* **About this exercise**
Here are some entries. Repeat all of them exactly.

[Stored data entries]
---*---

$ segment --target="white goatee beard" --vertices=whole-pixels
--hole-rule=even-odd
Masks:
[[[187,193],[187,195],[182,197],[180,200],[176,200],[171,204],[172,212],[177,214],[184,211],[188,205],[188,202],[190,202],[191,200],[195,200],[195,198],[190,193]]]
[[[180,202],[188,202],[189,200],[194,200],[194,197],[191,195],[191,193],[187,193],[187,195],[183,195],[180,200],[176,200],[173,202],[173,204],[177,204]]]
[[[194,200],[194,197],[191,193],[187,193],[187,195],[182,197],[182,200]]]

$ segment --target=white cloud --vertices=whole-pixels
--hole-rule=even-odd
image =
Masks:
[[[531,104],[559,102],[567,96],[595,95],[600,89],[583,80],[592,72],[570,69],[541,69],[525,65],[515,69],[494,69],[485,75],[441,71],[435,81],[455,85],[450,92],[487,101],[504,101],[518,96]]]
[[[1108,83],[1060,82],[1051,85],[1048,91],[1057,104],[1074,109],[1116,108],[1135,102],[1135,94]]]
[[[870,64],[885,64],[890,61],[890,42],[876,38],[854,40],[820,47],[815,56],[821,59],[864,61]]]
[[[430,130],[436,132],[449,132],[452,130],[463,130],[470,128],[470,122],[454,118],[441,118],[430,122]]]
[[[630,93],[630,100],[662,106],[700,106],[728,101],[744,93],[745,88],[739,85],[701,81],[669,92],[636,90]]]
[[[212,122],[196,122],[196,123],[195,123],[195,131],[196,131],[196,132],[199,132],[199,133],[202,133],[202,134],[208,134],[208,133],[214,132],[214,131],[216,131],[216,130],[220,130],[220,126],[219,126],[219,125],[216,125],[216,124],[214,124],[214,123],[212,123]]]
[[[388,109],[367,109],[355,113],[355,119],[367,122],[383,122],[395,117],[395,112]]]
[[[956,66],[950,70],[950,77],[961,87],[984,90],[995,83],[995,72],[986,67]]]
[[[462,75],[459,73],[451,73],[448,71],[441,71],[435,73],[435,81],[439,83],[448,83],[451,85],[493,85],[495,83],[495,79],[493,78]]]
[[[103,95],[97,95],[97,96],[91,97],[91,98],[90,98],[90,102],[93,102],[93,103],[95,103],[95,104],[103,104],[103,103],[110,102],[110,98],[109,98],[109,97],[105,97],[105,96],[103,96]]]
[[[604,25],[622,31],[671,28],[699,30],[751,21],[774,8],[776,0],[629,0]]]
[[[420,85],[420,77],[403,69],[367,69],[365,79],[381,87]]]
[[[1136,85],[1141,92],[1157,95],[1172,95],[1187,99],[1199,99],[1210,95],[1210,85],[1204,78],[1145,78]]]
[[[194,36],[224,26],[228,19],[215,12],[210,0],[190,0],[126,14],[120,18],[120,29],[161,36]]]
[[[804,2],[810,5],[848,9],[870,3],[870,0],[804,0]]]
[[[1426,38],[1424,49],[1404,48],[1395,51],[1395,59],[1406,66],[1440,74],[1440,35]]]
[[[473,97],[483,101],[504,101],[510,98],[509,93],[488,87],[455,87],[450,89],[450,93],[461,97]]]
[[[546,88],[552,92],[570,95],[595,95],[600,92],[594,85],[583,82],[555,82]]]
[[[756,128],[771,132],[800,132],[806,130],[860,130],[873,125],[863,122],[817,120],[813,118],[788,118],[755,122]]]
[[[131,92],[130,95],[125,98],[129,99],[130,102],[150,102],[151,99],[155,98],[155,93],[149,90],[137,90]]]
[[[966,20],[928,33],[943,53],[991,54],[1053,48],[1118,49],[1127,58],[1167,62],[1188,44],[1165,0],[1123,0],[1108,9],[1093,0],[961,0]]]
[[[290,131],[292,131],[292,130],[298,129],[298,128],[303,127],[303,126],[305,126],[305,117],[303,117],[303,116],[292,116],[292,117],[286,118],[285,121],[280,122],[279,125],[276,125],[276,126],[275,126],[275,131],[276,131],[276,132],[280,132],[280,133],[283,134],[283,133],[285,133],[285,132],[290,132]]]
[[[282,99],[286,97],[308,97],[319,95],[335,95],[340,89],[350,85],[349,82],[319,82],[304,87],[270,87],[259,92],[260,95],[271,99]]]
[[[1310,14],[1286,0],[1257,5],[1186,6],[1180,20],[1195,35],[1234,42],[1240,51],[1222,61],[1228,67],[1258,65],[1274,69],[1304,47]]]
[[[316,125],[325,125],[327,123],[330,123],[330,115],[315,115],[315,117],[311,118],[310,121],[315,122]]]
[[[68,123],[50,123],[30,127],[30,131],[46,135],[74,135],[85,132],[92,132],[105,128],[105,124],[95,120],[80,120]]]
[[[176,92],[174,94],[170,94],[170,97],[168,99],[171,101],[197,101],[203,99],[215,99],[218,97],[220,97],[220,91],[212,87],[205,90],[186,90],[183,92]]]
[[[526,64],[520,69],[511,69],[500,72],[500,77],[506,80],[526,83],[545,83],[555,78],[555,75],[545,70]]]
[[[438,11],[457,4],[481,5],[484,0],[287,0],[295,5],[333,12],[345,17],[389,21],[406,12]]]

---*---

* **Exercise answer**
$ segment --target="white goatee beard" --vertices=whole-pixels
--hole-rule=even-odd
Masks:
[[[187,193],[187,195],[182,197],[180,200],[176,200],[171,204],[172,212],[177,214],[184,211],[188,205],[188,202],[190,202],[191,200],[195,200],[195,198],[190,193]]]
[[[180,202],[188,202],[189,200],[194,200],[194,197],[191,195],[191,193],[187,193],[187,195],[183,195],[180,200],[176,200],[173,202],[173,204],[177,204]]]
[[[194,200],[194,197],[191,193],[187,193],[187,195],[182,197],[182,200]]]

$ segment --target=white cloud --vertices=whole-pixels
--hole-rule=even-odd
image =
Masks:
[[[531,104],[559,102],[567,96],[595,95],[600,89],[583,80],[592,72],[570,69],[541,69],[525,65],[515,69],[494,69],[485,75],[441,71],[435,81],[455,85],[450,92],[487,101],[504,101],[518,96]]]
[[[1108,83],[1060,82],[1051,85],[1048,91],[1057,104],[1074,109],[1116,108],[1135,102],[1135,94]]]
[[[870,64],[885,64],[890,61],[890,42],[876,38],[854,40],[820,47],[815,56],[821,59],[864,61]]]
[[[430,130],[436,132],[449,132],[452,130],[463,130],[470,128],[470,122],[454,118],[441,118],[430,122]]]
[[[630,93],[630,100],[662,106],[700,106],[728,101],[744,93],[745,88],[739,85],[701,81],[669,92],[636,90]]]
[[[212,122],[196,122],[196,123],[195,123],[195,131],[196,131],[196,132],[199,132],[199,133],[202,133],[202,134],[208,134],[208,133],[214,132],[214,131],[216,131],[216,130],[220,130],[220,126],[219,126],[219,125],[216,125],[216,124],[214,124],[214,123],[212,123]]]
[[[388,109],[367,109],[355,113],[355,119],[367,122],[383,122],[395,117],[395,112]]]
[[[956,66],[950,70],[950,77],[961,87],[984,90],[995,83],[995,72],[986,67]]]
[[[462,75],[459,73],[451,73],[448,71],[441,71],[435,73],[435,81],[439,83],[448,83],[451,85],[493,85],[495,83],[495,79],[493,78]]]
[[[103,95],[97,95],[97,96],[91,97],[91,98],[90,98],[90,102],[93,102],[93,103],[95,103],[95,104],[103,104],[103,103],[110,102],[110,98],[109,98],[109,97],[105,97],[105,96],[103,96]]]
[[[604,25],[622,31],[671,28],[699,30],[751,21],[774,8],[776,0],[629,0]]]
[[[420,85],[420,77],[403,69],[367,69],[365,79],[381,87]]]
[[[1136,85],[1141,92],[1157,95],[1172,95],[1187,99],[1199,99],[1210,95],[1210,85],[1204,78],[1145,78]]]
[[[194,36],[224,26],[228,19],[215,12],[210,0],[190,0],[126,14],[120,18],[120,29],[161,36]]]
[[[804,2],[810,5],[848,9],[870,3],[870,0],[804,0]]]
[[[1426,38],[1424,49],[1404,48],[1395,51],[1395,59],[1406,66],[1440,74],[1440,35]]]
[[[473,97],[483,101],[504,101],[510,98],[509,93],[488,87],[455,87],[450,89],[450,93],[461,97]]]
[[[546,88],[552,92],[570,95],[595,95],[600,92],[594,85],[583,82],[555,82]]]
[[[756,128],[771,132],[800,132],[806,130],[860,130],[873,125],[863,122],[817,120],[813,118],[788,118],[755,122]]]
[[[131,92],[130,95],[125,98],[129,99],[130,102],[150,102],[151,99],[155,98],[155,93],[149,90],[137,90]]]
[[[966,20],[928,33],[943,53],[991,54],[1053,48],[1118,49],[1127,58],[1167,62],[1188,44],[1165,0],[1123,0],[1108,9],[1093,0],[961,0]]]
[[[290,131],[292,131],[292,130],[298,129],[298,128],[303,127],[303,126],[305,126],[305,117],[303,117],[303,116],[292,116],[292,117],[286,118],[285,121],[280,122],[279,125],[276,125],[276,126],[275,126],[275,131],[276,131],[276,132],[280,132],[280,133],[283,134],[283,133],[285,133],[285,132],[290,132]]]
[[[282,99],[286,97],[308,97],[319,95],[335,95],[340,89],[350,85],[349,82],[319,82],[304,87],[270,87],[259,92],[260,95],[271,99]]]
[[[1310,14],[1286,0],[1257,5],[1186,6],[1180,20],[1195,35],[1234,42],[1240,51],[1222,61],[1228,67],[1258,65],[1274,69],[1304,47]]]
[[[316,125],[325,125],[327,123],[330,123],[330,115],[315,115],[315,117],[311,118],[310,121],[315,122]]]
[[[68,123],[50,123],[30,127],[30,131],[46,135],[74,135],[85,132],[92,132],[105,128],[105,124],[95,120],[80,120]]]
[[[176,92],[174,94],[170,94],[170,97],[168,99],[171,101],[197,101],[203,99],[215,99],[218,97],[220,97],[220,91],[212,87],[205,90],[186,90],[183,92]]]
[[[526,64],[520,69],[511,69],[500,72],[500,77],[506,80],[526,83],[545,83],[555,78],[555,75],[545,70]]]
[[[438,11],[457,4],[481,5],[484,0],[287,0],[295,5],[333,12],[345,17],[389,21],[406,12]]]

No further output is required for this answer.